Что сделать –
- 1) Когда, если верить отрывку о Нобелевских премиях, лучше принимать лекарство, которое регулирует содержание холестерина в крови?
- 2) Повторите дословно кусок отрывка о Нобелевских премиях, начиная со слов «Всерьез ученые стали» и заканчивая словами «по совершенствованию технологии.».

Отрывок текста –
########################################

А в 1987 году Майкл Росбаш и Джеффри Холл опубликовали работу в Cell,  а Майкл Янг в это же время в Nature. Они выделили белок из мутанта и показали, что этот белок является транскрипционным фактором. Транскрипционные факторы – белки, которые связываются  с самым началом гена, называющимся промотором, и регулируют его активность. Позже выделили белок, который назвали tim, он взаимодействует с белком period. После этого очень многие стали заниматься циркадными ритмами, были открыты и другие гены. Стало ясно, что гены регулируют активность других генов, которые нам нужны в тот или иной отрезок времени. Это была классическая молекулярно-биологическая работа, где от гипотезы через классическую генетику дошли до гена, а потом до белка. Это открытие важно для медицины, потому что мы все живем в 24-часовом цикле, многие лекарства лучше принимать в определенное время суток. Например, лекарство, регулирующее содержание холестерина в крови, лучше принимать на ночь, потому что биосинтез холестерина осуществляется печенью ночью, когда мы спим. Инфаркты чаще случаются под утро, когда наивысшую концентрацию достигает гормон кортизол.

Я рад за этих ученых, это очень красивая работа. Поздравляю их с Нобелевской премией».

Анатолий Дымарский про Нобелевскую премию по физике: «Премию дали за наблюдение гравитационных волн, возникающих при столкновении двух черных дыр. Впрочем, нельзя говорить о том, что гравитационные волны были открыты, ведь теоретически их существование было предсказано вместе с появлением Общей теории относительности Эйнштейна. Никаких серьезных сомнений в том, что теория верна и гравитационные волны существуют, не возникало. Вопрос был в том, как наблюдать их экспериментально.

Всерьез ученые стали задаваться этим вопросом в 60-е годы прошлого века, пионерские работы на эту тему выходили в том числе и Советском Союзе. Схема, наиболее подходящая для наблюдения гравитационных волн, была основана на идее гравитационного интерферометра. Но необходимая точность эксперимента значительно превышала доступную в те времена. Поэтому последние несколько десятков лет шла работа по совершенствованию технологии.

Эта Нобелевская премия близка духу Сколтеха, в котором под одной крышей должны существовать и плодотворно сотрудничать фундаментальная наука и прикладные технологии. На примере этой нобелевской премии мы видим, как это может работать».

Артем Оганов про Нобелевскую премию по химии 2017: «Эта премия заслуженная. Ее дали за криогенную электронную микроскопию. Это метод для определения структуры биомолекул в растворе. До этого существовало два основных способа определения структуры биологических молекул: дифракция рентгеновских лучей и ядерно-магнитный резонанс.

########################################

[Записи из набора данных]
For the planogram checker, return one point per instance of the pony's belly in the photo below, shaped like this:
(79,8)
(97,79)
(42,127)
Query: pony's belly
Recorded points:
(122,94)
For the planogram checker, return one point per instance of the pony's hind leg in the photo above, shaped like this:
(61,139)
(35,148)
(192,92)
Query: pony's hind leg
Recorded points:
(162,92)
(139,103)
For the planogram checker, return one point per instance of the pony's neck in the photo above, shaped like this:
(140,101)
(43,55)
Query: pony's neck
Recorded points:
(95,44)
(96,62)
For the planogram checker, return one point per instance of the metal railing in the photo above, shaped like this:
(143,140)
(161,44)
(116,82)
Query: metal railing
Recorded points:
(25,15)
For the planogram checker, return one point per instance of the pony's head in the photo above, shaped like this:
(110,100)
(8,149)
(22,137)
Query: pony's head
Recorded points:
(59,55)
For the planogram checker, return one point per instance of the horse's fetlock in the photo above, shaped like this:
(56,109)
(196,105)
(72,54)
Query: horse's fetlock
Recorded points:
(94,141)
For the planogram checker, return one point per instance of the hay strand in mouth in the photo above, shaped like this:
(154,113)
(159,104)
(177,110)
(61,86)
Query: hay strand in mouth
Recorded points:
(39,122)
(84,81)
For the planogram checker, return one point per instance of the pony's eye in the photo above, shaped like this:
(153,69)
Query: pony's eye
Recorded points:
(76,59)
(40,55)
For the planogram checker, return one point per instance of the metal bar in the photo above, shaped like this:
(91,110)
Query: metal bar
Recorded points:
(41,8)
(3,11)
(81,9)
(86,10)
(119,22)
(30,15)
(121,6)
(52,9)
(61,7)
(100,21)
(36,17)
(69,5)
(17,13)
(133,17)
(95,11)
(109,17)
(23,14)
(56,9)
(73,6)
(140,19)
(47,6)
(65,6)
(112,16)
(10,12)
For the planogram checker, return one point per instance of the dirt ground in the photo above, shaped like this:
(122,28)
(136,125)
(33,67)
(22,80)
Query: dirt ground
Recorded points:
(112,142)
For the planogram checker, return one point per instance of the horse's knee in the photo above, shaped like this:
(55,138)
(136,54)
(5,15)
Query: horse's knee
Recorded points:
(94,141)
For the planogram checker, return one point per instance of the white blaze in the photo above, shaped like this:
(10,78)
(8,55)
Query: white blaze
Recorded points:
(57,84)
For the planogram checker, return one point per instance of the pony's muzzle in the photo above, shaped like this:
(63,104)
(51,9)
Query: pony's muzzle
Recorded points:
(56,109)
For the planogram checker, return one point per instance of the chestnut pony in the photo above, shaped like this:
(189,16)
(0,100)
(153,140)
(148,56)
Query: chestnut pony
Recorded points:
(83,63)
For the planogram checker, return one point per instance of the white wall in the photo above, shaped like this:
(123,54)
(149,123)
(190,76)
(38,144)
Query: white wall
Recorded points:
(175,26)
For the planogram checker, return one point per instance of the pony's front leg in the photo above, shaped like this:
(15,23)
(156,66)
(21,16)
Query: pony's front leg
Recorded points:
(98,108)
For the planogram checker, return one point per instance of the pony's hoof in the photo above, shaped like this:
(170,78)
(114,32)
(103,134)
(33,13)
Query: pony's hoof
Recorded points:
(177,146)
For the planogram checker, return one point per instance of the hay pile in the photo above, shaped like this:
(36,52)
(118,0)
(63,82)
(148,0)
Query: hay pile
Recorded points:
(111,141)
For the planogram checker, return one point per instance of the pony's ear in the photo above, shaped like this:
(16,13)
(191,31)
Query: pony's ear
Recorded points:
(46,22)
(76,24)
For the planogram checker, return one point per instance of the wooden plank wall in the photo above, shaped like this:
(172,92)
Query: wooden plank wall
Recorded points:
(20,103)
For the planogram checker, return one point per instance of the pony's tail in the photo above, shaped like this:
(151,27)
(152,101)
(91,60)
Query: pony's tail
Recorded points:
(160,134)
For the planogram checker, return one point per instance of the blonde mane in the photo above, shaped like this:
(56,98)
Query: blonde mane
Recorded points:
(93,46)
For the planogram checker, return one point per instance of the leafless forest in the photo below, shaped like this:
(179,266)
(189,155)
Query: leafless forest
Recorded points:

########################################

Ответы по заданиям –
- 1) На ночь, потому что печень синтезирует холестерин ночью, когда мы спим.

- 2)
Всерьез ученые стали задаваться этим вопросом в 60-е годы прошлого века, пионерские работы на эту тему выходили в том числе и Советском Союзе. Схема, наиболее подходящая для наблюдения гравитационных волн, была основана на идее гравитационного интерферометра. Но необходимая точность эксперимента значительно превышала доступную в те времена. Поэтому последние несколько десятков лет шла работа по совершенствованию технологии.